[[ Records to use open ]]
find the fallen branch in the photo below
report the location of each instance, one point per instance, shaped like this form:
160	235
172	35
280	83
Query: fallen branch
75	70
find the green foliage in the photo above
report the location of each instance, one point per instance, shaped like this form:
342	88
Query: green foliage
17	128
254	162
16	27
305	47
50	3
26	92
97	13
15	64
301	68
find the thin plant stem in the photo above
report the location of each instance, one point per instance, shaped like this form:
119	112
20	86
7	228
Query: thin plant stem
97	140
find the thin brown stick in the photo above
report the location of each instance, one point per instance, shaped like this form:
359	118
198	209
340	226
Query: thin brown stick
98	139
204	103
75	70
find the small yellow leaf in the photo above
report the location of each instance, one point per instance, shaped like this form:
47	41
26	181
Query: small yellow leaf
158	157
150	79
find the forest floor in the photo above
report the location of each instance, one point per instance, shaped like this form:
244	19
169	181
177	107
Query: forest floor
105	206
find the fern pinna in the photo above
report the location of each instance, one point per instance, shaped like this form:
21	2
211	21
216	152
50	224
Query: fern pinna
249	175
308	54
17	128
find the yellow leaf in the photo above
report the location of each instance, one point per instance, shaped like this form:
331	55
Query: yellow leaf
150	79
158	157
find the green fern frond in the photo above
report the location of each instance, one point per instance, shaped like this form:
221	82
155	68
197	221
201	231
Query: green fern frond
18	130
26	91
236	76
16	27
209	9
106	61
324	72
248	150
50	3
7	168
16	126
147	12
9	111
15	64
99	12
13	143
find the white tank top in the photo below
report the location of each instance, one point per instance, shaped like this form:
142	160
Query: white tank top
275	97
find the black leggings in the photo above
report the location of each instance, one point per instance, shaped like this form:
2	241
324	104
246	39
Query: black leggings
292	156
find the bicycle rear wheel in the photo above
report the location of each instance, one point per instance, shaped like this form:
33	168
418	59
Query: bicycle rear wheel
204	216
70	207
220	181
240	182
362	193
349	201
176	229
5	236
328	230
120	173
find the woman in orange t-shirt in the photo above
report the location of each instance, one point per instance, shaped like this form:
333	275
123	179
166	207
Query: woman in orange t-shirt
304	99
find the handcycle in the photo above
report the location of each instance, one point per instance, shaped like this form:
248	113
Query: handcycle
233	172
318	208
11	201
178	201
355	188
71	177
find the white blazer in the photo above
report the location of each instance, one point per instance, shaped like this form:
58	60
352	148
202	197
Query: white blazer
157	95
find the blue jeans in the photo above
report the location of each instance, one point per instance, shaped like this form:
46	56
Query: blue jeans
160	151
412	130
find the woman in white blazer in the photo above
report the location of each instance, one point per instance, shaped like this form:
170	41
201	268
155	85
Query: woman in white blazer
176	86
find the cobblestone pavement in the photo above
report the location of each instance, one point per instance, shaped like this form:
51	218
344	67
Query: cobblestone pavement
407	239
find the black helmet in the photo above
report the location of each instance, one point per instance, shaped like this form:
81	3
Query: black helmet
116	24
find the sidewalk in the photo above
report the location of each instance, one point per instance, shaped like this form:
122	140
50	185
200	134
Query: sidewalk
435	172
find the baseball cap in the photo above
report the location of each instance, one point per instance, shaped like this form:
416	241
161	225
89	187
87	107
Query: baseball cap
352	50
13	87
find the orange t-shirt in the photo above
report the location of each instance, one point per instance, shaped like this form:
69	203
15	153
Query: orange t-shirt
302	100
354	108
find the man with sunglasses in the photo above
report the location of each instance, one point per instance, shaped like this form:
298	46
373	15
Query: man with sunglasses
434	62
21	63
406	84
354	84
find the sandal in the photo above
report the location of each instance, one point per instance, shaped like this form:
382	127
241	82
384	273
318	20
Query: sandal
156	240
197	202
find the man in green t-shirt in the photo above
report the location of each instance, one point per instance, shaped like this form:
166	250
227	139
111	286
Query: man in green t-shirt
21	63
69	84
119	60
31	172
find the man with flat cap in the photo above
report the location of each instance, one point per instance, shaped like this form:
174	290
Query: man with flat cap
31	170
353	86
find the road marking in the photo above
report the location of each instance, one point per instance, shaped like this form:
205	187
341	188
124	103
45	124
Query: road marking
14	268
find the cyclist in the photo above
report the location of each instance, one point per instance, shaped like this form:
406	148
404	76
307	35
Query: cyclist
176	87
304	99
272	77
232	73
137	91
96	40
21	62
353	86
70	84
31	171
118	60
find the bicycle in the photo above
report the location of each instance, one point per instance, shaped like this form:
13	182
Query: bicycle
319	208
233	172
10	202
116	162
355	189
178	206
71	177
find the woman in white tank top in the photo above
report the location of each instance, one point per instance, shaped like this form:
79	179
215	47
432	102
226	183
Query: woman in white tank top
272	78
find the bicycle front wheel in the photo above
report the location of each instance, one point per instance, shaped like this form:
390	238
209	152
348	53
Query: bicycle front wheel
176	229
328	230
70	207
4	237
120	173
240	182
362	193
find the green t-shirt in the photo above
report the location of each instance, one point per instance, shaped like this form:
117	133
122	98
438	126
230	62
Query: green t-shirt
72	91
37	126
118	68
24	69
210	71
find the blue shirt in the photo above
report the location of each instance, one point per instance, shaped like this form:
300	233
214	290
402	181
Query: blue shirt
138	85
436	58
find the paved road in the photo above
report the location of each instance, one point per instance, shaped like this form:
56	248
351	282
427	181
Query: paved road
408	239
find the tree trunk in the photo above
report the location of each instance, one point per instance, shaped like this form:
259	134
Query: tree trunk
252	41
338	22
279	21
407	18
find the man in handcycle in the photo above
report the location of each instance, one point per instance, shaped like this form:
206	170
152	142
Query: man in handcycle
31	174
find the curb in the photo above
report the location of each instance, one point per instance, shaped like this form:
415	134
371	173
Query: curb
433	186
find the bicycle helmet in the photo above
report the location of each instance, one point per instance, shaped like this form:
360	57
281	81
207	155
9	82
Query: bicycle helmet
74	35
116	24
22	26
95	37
[[ Records to use closed ]]
# What to produce:
Take the records and restate them word for word.

# Response:
find the fallen branch in the photo below
report the location of each instance, one point per instance, shaped like this form:
160	235
172	35
280	83
Query: fallen branch
75	70
find the green foliage in the photo above
report the location of each instance, one point per instance, shaped like this form:
342	88
Query: green foliage
17	128
254	162
16	27
305	47
50	3
26	92
97	13
15	64
301	68
find the thin plant stem in the photo above
report the location of each instance, one point per instance, shaped like this form:
119	112
20	86
7	228
Query: thin plant stem
97	140
find the thin brown stick in the photo above
report the location of each instance, one point per instance, shaped like this form:
359	118
198	209
340	226
Query: thin brown stick
98	139
204	103
75	70
find the small yellow leaf in the photo above
report the location of each instance, one point per instance, shaped like this form:
47	41
26	181
Query: small yellow leaf
158	157
150	79
find the forest floor in the photo above
report the location of each instance, one point per instance, shaped like this form:
244	19
169	181
177	107
Query: forest floor
105	206
find the fern pinna in the photo above
report the location of each instance, one point per instance, shaped like this form:
21	2
211	21
216	152
50	224
Query: fern pinna
249	175
308	54
17	128
find the yellow leaf in the photo above
report the location of each instance, one point per instance, shaped like this form:
331	55
Query: yellow leaf
150	79
158	157
find the green fern frond in the photo above
report the location of each instance, one point per instance, shaped like this form:
221	82
155	68
197	221
201	231
Query: green fern frond
18	130
26	91
236	76
16	27
209	9
106	61
324	72
248	150
50	3
7	168
16	126
147	12
9	111
15	64
99	12
13	143
find the white tank top in the photo below
report the location of each instance, one point per instance, shaped like this form:
142	160
Query: white tank top
275	97
find the black leggings in the photo above
report the location of each instance, one point per instance, shaped like this form:
2	241
324	104
246	39
Query: black leggings
292	156
find the bicycle rear wheel in the photo above
report the location of each instance, one point per instance, shaped like this form:
33	168
418	59
Query: bicycle rear wheel
204	216
70	207
220	181
240	182
362	193
349	201
176	229
5	236
328	230
120	173
find the woman in orange t-shirt in the photo above
report the location of each instance, one point per instance, shaped like this form:
333	275
123	179
166	207
Query: woman in orange t-shirt
304	99
find the handcycle in the photo above
report the location of each instance, one point per instance, shaped like this form:
248	113
Query: handcycle
233	172
318	208
11	201
178	201
355	188
71	177
find the white blazer in the photo above
report the location of each instance, one point per instance, shaped like this form:
58	60
352	148
202	197
Query: white blazer
157	95
find the blue jeans in the photo above
report the location of each instance, one point per instance, shaped like this form:
46	56
Query: blue jeans
160	151
412	130
find the woman in white blazer in the photo above
report the location of each instance, one point per instance, shaped like this form:
170	41
201	268
155	85
Query: woman in white blazer
176	86
find the cobblestone pavement in the photo above
report the location of each instance, one point per instance, shaped like this form:
51	218
344	67
Query: cobblestone pavement
407	239
find the black helmet in the photo above
report the location of each instance, one point per instance, shaped like this form:
81	3
Query: black helmet
116	24
find the sidewalk in the photo above
report the location of each instance, one point per instance, shaped like this form:
122	140
50	185
200	134
Query: sidewalk
435	172
find the baseball cap in the photo above
report the location of each instance, one point per instance, shaped like this form:
416	241
161	225
89	187
87	107
Query: baseball cap
352	50
13	87
find the orange t-shirt in the photo above
report the location of each instance, one point per instance, shaped like this form:
69	203
15	153
Query: orange t-shirt
302	100
354	108
find the man with sunglasses in the photo above
report the location of each instance, one point per instance, shaped like this form:
298	46
373	15
Query: man with sunglasses
434	62
21	63
406	84
354	84
find the sandal in the photo above
report the location of each instance, one point per instance, shaped like this form:
382	127
241	82
384	273
318	20
Query: sandal
156	240
197	202
find the man in green t-shirt in the photo above
report the location of each instance, one point per instance, shaped like this form:
166	250
227	139
111	286
Query: man in green t-shirt
21	63
69	84
119	60
31	172
find the man with flat cap in the photo above
report the location of each instance, one point per instance, shaped like this form:
174	290
Query: man with flat cap
31	170
353	86
find the road marking in the photo above
report the location of each instance, one point per instance, shaped like this form:
205	187
341	188
124	103
45	124
Query: road marking
14	268
find the cyclist in the photo above
report the location of each instance, one point per instance, shaped like this form:
406	148
404	76
307	35
Query: cyclist
176	87
304	99
272	77
232	73
137	91
96	40
21	62
353	86
70	84
31	171
118	60
find the bicycle in the photo above
report the location of each instance, one point per instance, shaped like this form:
13	182
Query: bicycle
319	208
233	172
10	202
116	162
355	189
178	206
71	177
find the woman in white tank top in the photo above
report the location of each instance, one point per instance, shaped like this form:
79	179
215	47
432	102
226	183
Query: woman in white tank top
272	78
find the bicycle front wheel in the photo above
report the location of each instance, one point per instance, shaped like this form:
390	238
209	152
348	53
Query: bicycle front wheel
176	229
328	230
70	207
4	237
120	173
240	182
362	193
find the green t-shirt in the photo above
report the location of each instance, one point per instance, shaped like this form:
117	133
122	98
438	126
230	62
Query: green t-shirt
72	91
37	126
118	68
24	69
210	71
find the blue shirt in the photo above
report the location of each instance, one point per instance, shaped like this form:
300	233
214	290
402	181
Query: blue shirt
138	85
436	58
find the paved road in the photo above
report the location of each instance, one point per instance, shaped like this form:
56	248
351	282
427	181
Query: paved road
408	239
find the tree trunk in the photo above
report the location of each instance, one point per instance, shaped like this form:
259	134
Query: tree trunk
252	41
338	22
279	21
407	18
find the man in handcycle in the photo above
report the location of each instance, one point per instance, shaped like this form:
206	170
152	142
Query: man in handcycle
31	174
find the curb in the photo above
report the location of each instance, one point per instance, shaped like this form:
415	134
371	173
Query: curb
433	186
find the bicycle helmet in the photo above
report the location of each instance, one point per instance, shaped like this form:
360	57
281	81
207	155
9	82
Query: bicycle helmet
74	35
116	24
22	26
95	37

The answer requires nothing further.